Pick out and copy every line in the rows below that contains the word "bike". Case counts.

Data shown:
--
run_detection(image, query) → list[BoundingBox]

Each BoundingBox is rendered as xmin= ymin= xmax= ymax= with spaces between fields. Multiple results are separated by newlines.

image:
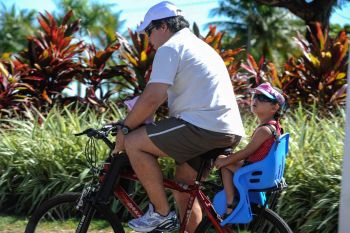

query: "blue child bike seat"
xmin=213 ymin=133 xmax=289 ymax=226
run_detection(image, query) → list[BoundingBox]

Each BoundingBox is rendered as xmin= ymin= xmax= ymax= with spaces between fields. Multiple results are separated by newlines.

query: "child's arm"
xmin=215 ymin=126 xmax=272 ymax=169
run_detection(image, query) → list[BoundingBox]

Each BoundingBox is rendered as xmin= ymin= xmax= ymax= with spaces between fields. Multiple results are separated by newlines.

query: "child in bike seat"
xmin=215 ymin=83 xmax=286 ymax=217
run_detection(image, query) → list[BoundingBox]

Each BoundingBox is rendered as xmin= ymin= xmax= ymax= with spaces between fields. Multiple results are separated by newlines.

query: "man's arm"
xmin=124 ymin=83 xmax=170 ymax=129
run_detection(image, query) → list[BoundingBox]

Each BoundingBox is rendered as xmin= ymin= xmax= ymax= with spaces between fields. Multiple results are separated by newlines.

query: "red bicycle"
xmin=25 ymin=124 xmax=292 ymax=233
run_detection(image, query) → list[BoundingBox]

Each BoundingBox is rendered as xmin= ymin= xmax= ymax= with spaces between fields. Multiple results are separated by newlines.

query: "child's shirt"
xmin=246 ymin=121 xmax=281 ymax=163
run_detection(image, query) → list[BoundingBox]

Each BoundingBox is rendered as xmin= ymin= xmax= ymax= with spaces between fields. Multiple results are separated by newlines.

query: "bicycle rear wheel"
xmin=25 ymin=193 xmax=124 ymax=233
xmin=196 ymin=206 xmax=293 ymax=233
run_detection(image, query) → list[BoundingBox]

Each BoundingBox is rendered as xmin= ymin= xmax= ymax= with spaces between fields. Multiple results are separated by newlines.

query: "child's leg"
xmin=221 ymin=161 xmax=243 ymax=214
xmin=221 ymin=167 xmax=235 ymax=213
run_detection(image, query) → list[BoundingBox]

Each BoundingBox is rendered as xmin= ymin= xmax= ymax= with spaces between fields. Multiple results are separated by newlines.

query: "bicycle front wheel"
xmin=196 ymin=206 xmax=293 ymax=233
xmin=25 ymin=193 xmax=124 ymax=233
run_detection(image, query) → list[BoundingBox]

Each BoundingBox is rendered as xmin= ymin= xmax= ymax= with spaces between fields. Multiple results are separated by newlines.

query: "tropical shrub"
xmin=239 ymin=24 xmax=349 ymax=113
xmin=0 ymin=62 xmax=33 ymax=118
xmin=1 ymin=11 xmax=130 ymax=112
xmin=278 ymin=105 xmax=345 ymax=233
xmin=280 ymin=23 xmax=349 ymax=108
xmin=0 ymin=106 xmax=345 ymax=233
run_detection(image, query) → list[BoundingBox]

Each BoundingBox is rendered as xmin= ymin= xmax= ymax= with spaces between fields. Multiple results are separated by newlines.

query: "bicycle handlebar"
xmin=74 ymin=122 xmax=122 ymax=150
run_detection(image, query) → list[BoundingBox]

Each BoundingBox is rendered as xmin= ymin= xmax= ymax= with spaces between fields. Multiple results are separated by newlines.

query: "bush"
xmin=278 ymin=106 xmax=345 ymax=233
xmin=0 ymin=106 xmax=345 ymax=233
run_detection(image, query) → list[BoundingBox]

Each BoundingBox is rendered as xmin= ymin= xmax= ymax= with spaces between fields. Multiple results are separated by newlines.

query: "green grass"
xmin=0 ymin=215 xmax=134 ymax=233
xmin=0 ymin=106 xmax=345 ymax=233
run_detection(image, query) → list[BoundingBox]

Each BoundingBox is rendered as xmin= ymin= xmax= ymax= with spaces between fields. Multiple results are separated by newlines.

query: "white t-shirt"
xmin=149 ymin=28 xmax=245 ymax=136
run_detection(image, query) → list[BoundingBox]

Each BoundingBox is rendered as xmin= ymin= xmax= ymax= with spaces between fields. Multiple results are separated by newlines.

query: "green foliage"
xmin=210 ymin=0 xmax=303 ymax=64
xmin=242 ymin=24 xmax=349 ymax=111
xmin=0 ymin=3 xmax=36 ymax=55
xmin=0 ymin=104 xmax=121 ymax=214
xmin=0 ymin=11 xmax=130 ymax=112
xmin=0 ymin=106 xmax=345 ymax=233
xmin=280 ymin=24 xmax=349 ymax=108
xmin=0 ymin=62 xmax=33 ymax=118
xmin=278 ymin=106 xmax=345 ymax=233
xmin=55 ymin=0 xmax=125 ymax=48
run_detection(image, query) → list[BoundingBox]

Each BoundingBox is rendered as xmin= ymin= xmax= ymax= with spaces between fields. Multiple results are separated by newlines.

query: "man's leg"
xmin=173 ymin=163 xmax=202 ymax=233
xmin=125 ymin=127 xmax=170 ymax=216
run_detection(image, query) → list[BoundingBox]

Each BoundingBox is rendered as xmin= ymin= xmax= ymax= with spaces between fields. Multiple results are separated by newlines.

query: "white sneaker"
xmin=128 ymin=203 xmax=179 ymax=232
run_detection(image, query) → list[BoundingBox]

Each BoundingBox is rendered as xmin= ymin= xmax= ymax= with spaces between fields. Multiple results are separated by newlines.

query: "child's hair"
xmin=273 ymin=87 xmax=289 ymax=121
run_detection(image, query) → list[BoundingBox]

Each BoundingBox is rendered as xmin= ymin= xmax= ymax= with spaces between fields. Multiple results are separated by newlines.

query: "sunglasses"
xmin=252 ymin=94 xmax=277 ymax=103
xmin=145 ymin=25 xmax=156 ymax=37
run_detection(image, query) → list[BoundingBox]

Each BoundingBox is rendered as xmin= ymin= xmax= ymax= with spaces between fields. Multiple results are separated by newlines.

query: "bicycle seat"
xmin=213 ymin=133 xmax=289 ymax=226
xmin=200 ymin=147 xmax=233 ymax=160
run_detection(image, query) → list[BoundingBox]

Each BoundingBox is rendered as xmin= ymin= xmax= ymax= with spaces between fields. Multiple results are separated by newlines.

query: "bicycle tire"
xmin=195 ymin=205 xmax=293 ymax=233
xmin=25 ymin=193 xmax=125 ymax=233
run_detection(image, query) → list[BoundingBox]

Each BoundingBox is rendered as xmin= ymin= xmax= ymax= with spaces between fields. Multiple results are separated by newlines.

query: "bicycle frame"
xmin=114 ymin=169 xmax=227 ymax=233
--
Final result:
query: "blue child bike seat"
query: "child in bike seat"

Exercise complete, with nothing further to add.